• What to work on: Please turn the stretch of items from the very start through the line containing "131], [25, 137]]" into a Markdown table with the columns Row and Item line, giving each non-blank line its own numbered row. Leave the pictures out of the answer.

◆ ◆ ◆

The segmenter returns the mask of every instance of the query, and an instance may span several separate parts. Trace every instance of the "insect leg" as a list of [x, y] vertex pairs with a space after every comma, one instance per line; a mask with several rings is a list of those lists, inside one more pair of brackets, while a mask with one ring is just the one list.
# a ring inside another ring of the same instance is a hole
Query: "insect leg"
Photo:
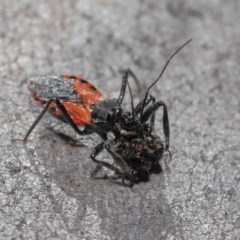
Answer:
[[107, 162], [100, 161], [100, 160], [97, 160], [97, 159], [96, 159], [96, 156], [104, 149], [104, 144], [105, 144], [105, 141], [104, 141], [104, 142], [101, 142], [100, 144], [98, 144], [98, 145], [94, 148], [94, 150], [92, 151], [90, 157], [91, 157], [91, 159], [92, 159], [95, 163], [97, 163], [98, 165], [103, 166], [103, 167], [106, 167], [106, 168], [108, 168], [108, 169], [110, 169], [110, 170], [113, 170], [113, 171], [116, 172], [117, 174], [119, 174], [119, 170], [118, 170], [116, 167], [112, 166], [110, 163], [107, 163]]
[[23, 138], [23, 142], [26, 142], [30, 133], [33, 131], [33, 129], [37, 126], [38, 122], [41, 120], [41, 118], [43, 117], [43, 115], [46, 113], [46, 111], [48, 110], [50, 104], [53, 102], [54, 100], [51, 99], [49, 100], [46, 105], [44, 106], [42, 112], [38, 115], [38, 117], [35, 119], [35, 121], [33, 122], [32, 126], [29, 128], [29, 130], [27, 131], [25, 137]]
[[[155, 97], [153, 97], [152, 95], [148, 95], [148, 98], [145, 102], [145, 106], [146, 107], [150, 102], [152, 102], [152, 104], [154, 104], [156, 102]], [[134, 109], [134, 114], [138, 115], [141, 112], [142, 109], [142, 105], [143, 105], [144, 101], [142, 100]], [[154, 123], [155, 123], [155, 112], [151, 115], [151, 119], [150, 119], [150, 125], [149, 125], [149, 134], [151, 134], [153, 128], [154, 128]]]
[[[133, 175], [132, 175], [129, 167], [125, 163], [125, 161], [121, 158], [121, 156], [119, 156], [115, 151], [112, 150], [110, 143], [105, 144], [105, 148], [111, 154], [111, 156], [116, 161], [116, 163], [121, 167], [121, 169], [123, 170], [123, 173], [124, 173], [124, 174], [121, 173], [121, 175], [124, 178], [126, 177], [130, 181], [130, 186], [132, 187], [134, 185], [134, 178], [133, 178]], [[118, 171], [118, 173], [119, 173], [119, 171]], [[124, 178], [123, 178], [123, 180], [124, 180]]]
[[151, 117], [155, 112], [158, 110], [159, 107], [163, 107], [163, 132], [165, 136], [165, 144], [166, 150], [169, 149], [169, 138], [170, 138], [170, 131], [169, 131], [169, 120], [168, 120], [168, 110], [167, 105], [163, 101], [159, 101], [151, 105], [142, 115], [141, 122], [146, 122], [149, 117]]
[[119, 103], [122, 103], [122, 101], [124, 99], [129, 75], [134, 79], [134, 81], [137, 85], [137, 88], [140, 91], [139, 80], [137, 79], [136, 75], [132, 72], [131, 69], [124, 70], [123, 71], [123, 78], [122, 78], [122, 87], [121, 87], [120, 94], [119, 94], [119, 97], [118, 97], [118, 102]]
[[70, 115], [68, 114], [66, 108], [64, 107], [64, 105], [58, 100], [56, 99], [56, 105], [57, 107], [60, 109], [60, 111], [62, 112], [62, 114], [64, 115], [64, 117], [66, 118], [66, 120], [68, 121], [68, 123], [71, 125], [71, 127], [79, 134], [79, 135], [86, 135], [86, 134], [90, 134], [90, 132], [86, 131], [85, 129], [83, 131], [81, 131], [78, 126], [73, 122], [72, 118], [70, 117]]

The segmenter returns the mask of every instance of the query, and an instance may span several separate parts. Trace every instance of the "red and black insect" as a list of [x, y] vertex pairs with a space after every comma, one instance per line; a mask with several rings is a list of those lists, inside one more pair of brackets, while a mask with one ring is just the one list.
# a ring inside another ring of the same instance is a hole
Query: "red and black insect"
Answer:
[[[171, 59], [190, 41], [191, 40], [183, 44], [169, 58], [159, 77], [148, 87], [143, 100], [140, 101], [136, 107], [132, 106], [132, 111], [124, 111], [122, 108], [122, 101], [125, 96], [129, 75], [133, 77], [138, 84], [135, 74], [129, 69], [124, 71], [122, 87], [117, 99], [103, 98], [99, 90], [81, 77], [64, 75], [59, 77], [36, 76], [30, 78], [29, 89], [32, 93], [32, 97], [37, 103], [44, 105], [44, 108], [33, 122], [23, 140], [27, 140], [28, 136], [43, 115], [47, 111], [50, 111], [55, 117], [69, 123], [80, 135], [91, 134], [93, 132], [98, 133], [102, 137], [103, 142], [94, 148], [91, 154], [92, 160], [101, 166], [105, 166], [115, 171], [116, 169], [111, 164], [97, 160], [96, 156], [105, 147], [115, 160], [116, 157], [114, 157], [114, 152], [120, 153], [121, 158], [117, 164], [122, 169], [122, 177], [134, 182], [133, 174], [127, 167], [125, 167], [125, 158], [128, 151], [121, 150], [122, 148], [117, 148], [117, 151], [114, 151], [112, 147], [109, 146], [114, 146], [114, 148], [116, 148], [118, 143], [122, 143], [123, 145], [128, 145], [128, 143], [130, 143], [131, 145], [132, 141], [142, 139], [142, 147], [133, 147], [133, 153], [141, 153], [142, 150], [139, 149], [145, 149], [143, 151], [144, 158], [142, 157], [142, 160], [144, 161], [148, 154], [147, 152], [150, 152], [151, 148], [152, 150], [157, 150], [158, 148], [157, 145], [151, 145], [152, 141], [146, 139], [149, 138], [155, 140], [158, 138], [152, 135], [152, 130], [155, 123], [155, 113], [160, 107], [163, 107], [163, 131], [165, 135], [164, 149], [169, 151], [170, 133], [167, 106], [163, 101], [156, 102], [155, 98], [152, 95], [149, 95], [149, 91], [161, 78]], [[79, 126], [83, 126], [84, 129], [80, 130]], [[108, 132], [112, 132], [115, 137], [114, 141], [110, 142], [110, 145], [105, 144]], [[125, 132], [126, 135], [124, 135], [123, 132]], [[126, 136], [131, 132], [133, 132], [136, 137], [129, 141]], [[152, 147], [149, 147], [150, 145]], [[160, 154], [158, 157], [159, 156]], [[130, 160], [127, 161], [131, 162]], [[138, 168], [135, 167], [135, 170], [136, 169]]]

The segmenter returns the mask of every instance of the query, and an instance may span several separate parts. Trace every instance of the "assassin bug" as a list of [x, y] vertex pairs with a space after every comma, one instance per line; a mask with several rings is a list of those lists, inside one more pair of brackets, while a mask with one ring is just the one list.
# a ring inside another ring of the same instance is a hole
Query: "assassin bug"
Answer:
[[[159, 77], [148, 87], [144, 99], [132, 109], [132, 112], [123, 111], [121, 106], [129, 75], [138, 84], [135, 74], [129, 69], [123, 74], [122, 87], [118, 99], [104, 99], [99, 90], [81, 77], [64, 75], [59, 77], [36, 76], [30, 78], [29, 89], [33, 99], [45, 106], [33, 122], [23, 141], [27, 140], [32, 130], [49, 110], [55, 117], [69, 123], [79, 135], [91, 134], [93, 132], [98, 133], [104, 141], [94, 148], [91, 158], [97, 164], [115, 170], [111, 164], [96, 159], [96, 156], [104, 149], [107, 133], [112, 132], [116, 141], [120, 141], [122, 131], [135, 132], [142, 139], [146, 137], [145, 135], [151, 136], [151, 131], [154, 127], [155, 112], [160, 107], [163, 107], [165, 148], [168, 151], [169, 122], [167, 106], [162, 101], [156, 102], [155, 98], [149, 95], [149, 91], [161, 78], [171, 59], [190, 41], [183, 44], [169, 58]], [[149, 106], [149, 104], [151, 105]], [[80, 130], [79, 126], [83, 126], [84, 129]], [[148, 132], [147, 134], [146, 131]], [[131, 173], [125, 167], [126, 164], [123, 160], [120, 161], [118, 164], [123, 170], [123, 176], [132, 181]]]
[[[132, 99], [132, 112], [125, 112], [124, 115], [122, 115], [124, 116], [123, 121], [129, 123], [129, 125], [126, 124], [128, 129], [123, 128], [123, 130], [127, 132], [113, 140], [103, 141], [95, 147], [91, 154], [91, 158], [95, 162], [115, 171], [117, 175], [122, 177], [123, 181], [124, 179], [129, 180], [130, 186], [133, 186], [134, 182], [141, 181], [141, 179], [148, 179], [149, 173], [159, 166], [159, 160], [165, 151], [168, 152], [171, 157], [169, 150], [170, 131], [167, 106], [163, 101], [156, 102], [155, 97], [149, 95], [149, 91], [162, 77], [171, 59], [191, 40], [192, 39], [183, 44], [170, 56], [158, 78], [147, 88], [143, 100], [140, 101], [136, 107], [133, 106], [133, 98], [129, 87]], [[155, 124], [155, 113], [160, 107], [163, 107], [165, 144], [163, 144], [159, 136], [152, 134]], [[134, 127], [131, 128], [130, 126]], [[107, 162], [96, 159], [96, 156], [104, 148], [107, 149], [113, 157], [115, 163], [120, 167], [120, 170]]]

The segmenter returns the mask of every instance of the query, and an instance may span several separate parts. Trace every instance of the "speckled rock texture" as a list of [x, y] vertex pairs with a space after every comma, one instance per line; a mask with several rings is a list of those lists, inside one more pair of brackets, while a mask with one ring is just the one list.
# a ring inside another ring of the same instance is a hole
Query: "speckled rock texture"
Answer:
[[[239, 239], [239, 11], [238, 0], [0, 0], [0, 239]], [[92, 179], [101, 139], [50, 115], [18, 141], [41, 111], [30, 75], [80, 74], [113, 98], [129, 67], [137, 102], [190, 38], [151, 90], [169, 107], [173, 156], [150, 181]]]

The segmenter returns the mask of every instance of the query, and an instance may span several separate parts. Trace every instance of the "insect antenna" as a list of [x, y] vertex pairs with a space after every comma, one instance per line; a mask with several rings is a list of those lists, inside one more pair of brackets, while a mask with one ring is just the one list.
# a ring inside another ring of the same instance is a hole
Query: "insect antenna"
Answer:
[[191, 42], [192, 39], [189, 39], [187, 42], [185, 42], [181, 47], [179, 47], [171, 56], [170, 58], [167, 60], [167, 62], [165, 63], [161, 73], [159, 74], [158, 78], [148, 87], [146, 93], [145, 93], [145, 96], [144, 96], [144, 100], [143, 100], [143, 104], [142, 104], [142, 108], [141, 108], [141, 111], [140, 111], [140, 121], [142, 121], [142, 114], [143, 114], [143, 110], [144, 110], [144, 107], [146, 105], [146, 101], [147, 101], [147, 97], [148, 97], [148, 93], [149, 93], [149, 90], [158, 82], [158, 80], [162, 77], [163, 73], [165, 72], [168, 64], [170, 63], [170, 61], [172, 60], [172, 58], [180, 51], [182, 50], [182, 48], [184, 48], [189, 42]]
[[131, 86], [130, 86], [130, 84], [129, 84], [128, 81], [127, 81], [127, 85], [128, 85], [128, 89], [129, 89], [129, 93], [130, 93], [130, 98], [131, 98], [132, 119], [135, 120], [134, 102], [133, 102], [132, 89], [131, 89]]

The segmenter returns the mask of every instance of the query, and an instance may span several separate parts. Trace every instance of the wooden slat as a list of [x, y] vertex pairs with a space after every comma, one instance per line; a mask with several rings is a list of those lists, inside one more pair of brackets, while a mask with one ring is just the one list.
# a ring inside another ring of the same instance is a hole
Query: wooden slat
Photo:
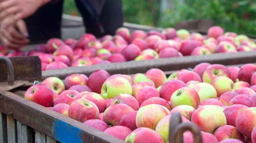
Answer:
[[45, 135], [38, 131], [35, 131], [35, 143], [46, 143], [46, 136]]
[[0, 142], [7, 142], [7, 125], [6, 115], [0, 114]]
[[48, 136], [46, 136], [46, 142], [47, 143], [57, 143], [58, 141], [51, 137]]
[[17, 121], [18, 143], [32, 143], [33, 129]]
[[60, 142], [125, 142], [11, 92], [2, 94], [0, 112], [13, 113], [17, 120]]
[[12, 117], [6, 117], [7, 124], [7, 137], [9, 143], [18, 142], [16, 120]]

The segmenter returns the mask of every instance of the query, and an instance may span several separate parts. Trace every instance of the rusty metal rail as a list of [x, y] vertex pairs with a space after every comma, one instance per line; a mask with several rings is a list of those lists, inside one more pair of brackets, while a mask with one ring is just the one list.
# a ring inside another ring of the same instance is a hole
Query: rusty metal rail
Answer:
[[164, 72], [193, 68], [203, 62], [231, 65], [256, 62], [256, 51], [236, 53], [222, 53], [208, 55], [188, 56], [122, 63], [111, 63], [84, 67], [69, 67], [42, 72], [42, 79], [56, 76], [61, 79], [72, 73], [83, 73], [89, 76], [94, 71], [103, 69], [110, 74], [134, 74], [145, 73], [149, 69], [157, 68]]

◆ ◆ ◆

• Exercise response:
| Row | Item line |
|---|---|
| 1 | The segmenter returns the mask of every instance of the query, and an instance may span several separate parts. Trace every instance of the "insect leg" as a list of [x, y] vertex pairs with a space after every comma, one instance per line; a mask with several rings is a list of those lists, inside one more pair of brackets, while a mask with one ring is just the one list. |
| 2 | # a ring inside another ring of the same instance is a hole |
| 3 | Query: "insect leg" |
| 4 | Photo: |
| 5 | Answer: |
| 6 | [[107, 162], [100, 161], [100, 160], [97, 160], [97, 159], [96, 159], [96, 156], [104, 149], [104, 144], [105, 144], [105, 141], [104, 141], [104, 142], [101, 142], [100, 144], [98, 144], [98, 145], [94, 148], [94, 150], [92, 151], [90, 157], [91, 157], [91, 159], [92, 159], [95, 163], [97, 163], [98, 165], [103, 166], [103, 167], [106, 167], [106, 168], [108, 168], [108, 169], [110, 169], [110, 170], [113, 170], [113, 171], [116, 172], [117, 174], [119, 174], [119, 170], [118, 170], [116, 167], [112, 166], [110, 163], [107, 163]] |
| 7 | [[23, 138], [23, 142], [26, 142], [30, 133], [33, 131], [33, 129], [37, 126], [38, 122], [41, 120], [41, 118], [43, 117], [43, 115], [46, 113], [46, 111], [48, 110], [50, 104], [53, 102], [54, 100], [51, 99], [49, 100], [46, 105], [44, 106], [42, 112], [38, 115], [38, 117], [35, 119], [35, 121], [33, 122], [32, 126], [29, 128], [29, 130], [27, 131], [25, 137]] |